Podcast catcher in Python

Dave Angel davea at ieee.org
Sat Sep 19 14:40:18 CEST 2009

Chuck wrote:
> On Sep 12, 3:37 pm, Chuck <galois... at gmail.com> wrote:
>> On Sep 11, 9:54 pm, Chris Rebert <c... at rebertia.com> wrote:
>>> On Fri, Sep 11, 2009 at 7:43 PM, Chuck <galois... at gmail.com> wrote:
>>>> Does anyone know how I should read/download the mp3 file, and how I
>>>> should write/save it so that I can play it on a media player such as
>>>> Windoze media player?  Excuse my ignorance, but I am a complete noob
>>>> at this.  I downloaded the mp3, and I got a ton of hex, I think, but
>>>> it could've been unicode.
>>> urllib.urlretrieve():http://docs.python.org/library/urllib.html#urllib.urlretrieve
>>> Cheers,
>>> Chris
>> Thanks Chris!  I will play around with this.
> I am using Python 3.1, but I can't figure out why I can't use
> xml.dom.minidom.  Here is my code:
> from xml.dom.minidom import parse, parseString
> url =http://minnesota.publicradio.org/tools/podcasts/
> grammar_grater.xml'  #just for test purposes
> doc =arse(url)  #I have also tried parseString(url), not to mention
> a million other methods from xml.Etree, xml.sax etc...  all to no
> avail
> What the heck am I doing wrong?  How can I get this xml file and use
> the toprettyxml() method.  Or something, so I can parse it.  I don't
> have any books and the documentation for Python kind of sucks.  I am a
> complete noob to Python and internet programming.  (I'm sure that is
> obvious :) )

[Aim 1]
From the Python podcast catcher thread, list every function or method named in its code or discussion.

[Data to process]
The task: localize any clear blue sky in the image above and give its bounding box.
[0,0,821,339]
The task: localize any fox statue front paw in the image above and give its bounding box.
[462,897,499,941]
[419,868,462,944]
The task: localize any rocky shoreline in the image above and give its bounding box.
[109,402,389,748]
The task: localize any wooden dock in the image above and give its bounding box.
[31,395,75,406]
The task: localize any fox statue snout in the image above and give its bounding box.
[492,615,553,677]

[Aim 2]
Update the records starting with the line with "The task: localize any wooden" and going on through the end of the records, replacing "localize" with "locate" and leaving all else unchanged. Give only those lines.

[Finished answer 1]
urlretrieve()
parse()
parseString()
toprettyxml()

[Finished answer 2]
The task: locate any wooden dock in the image above and give its bounding box.
[31,395,75,406]
The task: locate any fox statue snout in the image above and give its bounding box.
[492,615,553,677]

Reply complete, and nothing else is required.